──────── DOCUMENT PASSAGE

Friday, September 09, 2005
I've just bought a new pair of glasses, the old pair being a vicious casualty of war between my brother and I. It will not necessarily be missed, the frames dislocated from the shoulders, the lenses themselves scratched something fierce and the whole contraption possibly doing more harm than good. However, what will be missed are the five hundred dollars that went towards purchasing this new pair.
Now, the legal con is very simple. It involves a necessary product - for instance, food - but one that is specialized in, that very few people know anything about - specifically, an organic food or an exotic food. You can do basic research online now, thanks to the internet, but interpreting the data becomes like stock analysis for the layman: of not much use. We don't know how to read the information properly, and when we arrive to get our prescription filled, we're taken for a complete ride. The more appropriate analogue would have been medication, but that expense is never questioned and has inflated so high because of people allowing medical coverage to needlessly purchase the most expensive and generally worthless of products.
In any case, upon arrival at the shyster's lens store, the seller will immediate entice you with words of "savings," "sales" and "under-the-table discounts." What these equate to are a skillful manipulation between inflations and gradual lessenings of that inflation to a more reasonable (but still slightly exaggerated) price. Of course, that implies some basic knowledge of haggling, something that went out with the agoras of yore. Couple that with the fact that these optometrists live off of commissions (they profit from giving you the most expensive of options) and today's honest and naive citizen is going to get shucked.
I actually overheard a conversation while putting my contacts in (after my "free" eye exam) between a new hire and the store manager. The latter boasted of owning three stores and said that this new seller - a former bartendress - would do fine in no time, once she learned "how to sell" the products. I think it no small coincidence that all employees were women, and moderately attractive ones at that.
Now, the frame we pick out is going to cost either $250 or $299 (there are two attractive looking options) - but they'll be half off. Now, $150 for glasses sounds fine, until you factor in the cost of my ultra-thick lenses which (honestly) have to be custom made because they're so damn terrible. The price is now overall $350 or so, and it's necessary to upgrade the scratch-guard. She offers us SG and anti-glare protection for $75 (which is a great deal over $120... though still completely unnecessary if you think about the longevity of my last pair) - when I ask for just scratch-free lenses, she tells me that would be $65. So why not spend the extra ten?
Now that she's gotten us up to around $445, she manages to sell us one final time. A second frame and lenses - a back-up pair - for only $55, to make the whole thing an even five. This is what's called the consolation prize, so we think we're getting our money's worth. After all, two pairs for five is really just $250 each. Reasonable. However, the actual economic truth is, if she's willing to part with my "expensive" custom lenses and a pair of non-designer frames (which look just as good) for $55 - isn't that approximately how much a pair would cost? Maybe $150-200 at the most. All of a sudden, the $500 expense we've accrued isn't looking as good.
Still. A man's got to see. And my credit card has a great pay-back plan. So maybe, whether we'd like to admit it or not, we're all just willing participants in this legal shell game. After all, need we look any further than the lies our government has forced down our throat for support of this most basic of self-evident truths?

────────────────

* **PROBLEM DETAILS**
Write out everything in the glasses post from "Friday, September 09, 2005" down to "this new pair.", word for word. Work only from the glasses post.

──────── RECORDS SUPPLIED

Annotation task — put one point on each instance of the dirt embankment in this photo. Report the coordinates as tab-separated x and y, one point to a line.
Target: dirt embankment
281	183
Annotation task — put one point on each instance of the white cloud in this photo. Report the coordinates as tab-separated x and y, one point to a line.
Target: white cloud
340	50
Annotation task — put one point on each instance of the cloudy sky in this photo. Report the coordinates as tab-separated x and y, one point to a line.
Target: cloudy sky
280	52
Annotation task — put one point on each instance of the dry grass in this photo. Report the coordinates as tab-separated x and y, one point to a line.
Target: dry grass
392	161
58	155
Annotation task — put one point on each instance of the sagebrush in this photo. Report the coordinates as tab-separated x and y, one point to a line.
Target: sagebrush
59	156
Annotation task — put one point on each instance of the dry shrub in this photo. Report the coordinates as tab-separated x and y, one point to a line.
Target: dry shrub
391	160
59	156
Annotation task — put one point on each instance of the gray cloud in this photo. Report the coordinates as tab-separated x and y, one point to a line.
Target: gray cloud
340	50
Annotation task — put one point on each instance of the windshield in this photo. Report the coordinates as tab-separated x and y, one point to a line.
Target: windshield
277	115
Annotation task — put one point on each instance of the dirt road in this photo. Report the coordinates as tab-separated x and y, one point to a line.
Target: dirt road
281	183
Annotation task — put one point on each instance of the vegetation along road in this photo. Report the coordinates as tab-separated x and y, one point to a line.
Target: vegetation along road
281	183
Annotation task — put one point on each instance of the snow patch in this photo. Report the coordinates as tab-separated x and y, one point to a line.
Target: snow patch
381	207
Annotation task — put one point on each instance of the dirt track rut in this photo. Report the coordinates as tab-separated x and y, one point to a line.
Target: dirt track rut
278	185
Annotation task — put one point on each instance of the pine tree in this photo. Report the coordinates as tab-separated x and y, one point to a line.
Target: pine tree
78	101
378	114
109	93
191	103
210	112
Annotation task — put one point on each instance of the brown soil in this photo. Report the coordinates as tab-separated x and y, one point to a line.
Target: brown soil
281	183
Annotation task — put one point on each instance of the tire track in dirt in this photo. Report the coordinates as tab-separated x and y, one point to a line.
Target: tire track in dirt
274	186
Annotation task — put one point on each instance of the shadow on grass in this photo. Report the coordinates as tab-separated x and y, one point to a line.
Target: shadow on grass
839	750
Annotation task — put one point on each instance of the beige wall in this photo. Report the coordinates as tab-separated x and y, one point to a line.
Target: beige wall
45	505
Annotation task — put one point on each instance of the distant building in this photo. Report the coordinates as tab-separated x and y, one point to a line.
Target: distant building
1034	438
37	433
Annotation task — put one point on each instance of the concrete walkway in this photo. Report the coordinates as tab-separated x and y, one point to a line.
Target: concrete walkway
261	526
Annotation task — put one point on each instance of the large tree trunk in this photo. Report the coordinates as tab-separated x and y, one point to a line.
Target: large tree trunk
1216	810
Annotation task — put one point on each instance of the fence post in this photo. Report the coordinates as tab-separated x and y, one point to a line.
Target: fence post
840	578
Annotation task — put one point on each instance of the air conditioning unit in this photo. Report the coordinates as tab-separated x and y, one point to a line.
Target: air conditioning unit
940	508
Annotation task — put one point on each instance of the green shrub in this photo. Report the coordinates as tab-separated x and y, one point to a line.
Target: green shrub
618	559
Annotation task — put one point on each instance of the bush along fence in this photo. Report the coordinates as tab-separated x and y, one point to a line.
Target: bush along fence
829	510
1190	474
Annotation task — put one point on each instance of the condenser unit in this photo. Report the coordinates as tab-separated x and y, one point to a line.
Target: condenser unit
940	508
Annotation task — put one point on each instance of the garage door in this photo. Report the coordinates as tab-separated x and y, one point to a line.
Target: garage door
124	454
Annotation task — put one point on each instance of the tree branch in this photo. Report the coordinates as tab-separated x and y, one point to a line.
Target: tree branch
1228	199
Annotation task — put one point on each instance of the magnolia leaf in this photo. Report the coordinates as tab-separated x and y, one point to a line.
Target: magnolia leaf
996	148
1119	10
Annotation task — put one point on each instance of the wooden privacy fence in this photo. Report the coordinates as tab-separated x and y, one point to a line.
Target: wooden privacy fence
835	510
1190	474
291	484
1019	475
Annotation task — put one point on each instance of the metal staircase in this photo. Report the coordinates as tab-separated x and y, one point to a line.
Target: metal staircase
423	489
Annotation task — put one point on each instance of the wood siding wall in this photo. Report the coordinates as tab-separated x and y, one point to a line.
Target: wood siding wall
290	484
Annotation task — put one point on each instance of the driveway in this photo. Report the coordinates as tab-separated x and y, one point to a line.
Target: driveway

────────────────

* **SOLVED EXERCISE**
Friday, September 09, 2005
I've just bought a new pair of glasses, the old pair being a vicious casualty of war between my brother and I. It will not necessarily be missed, the frames dislocated from the shoulders, the lenses themselves scratched something fierce and the whole contraption possibly doing more harm than good. However, what will be missed are the five hundred dollars that went towards purchasing this new pair.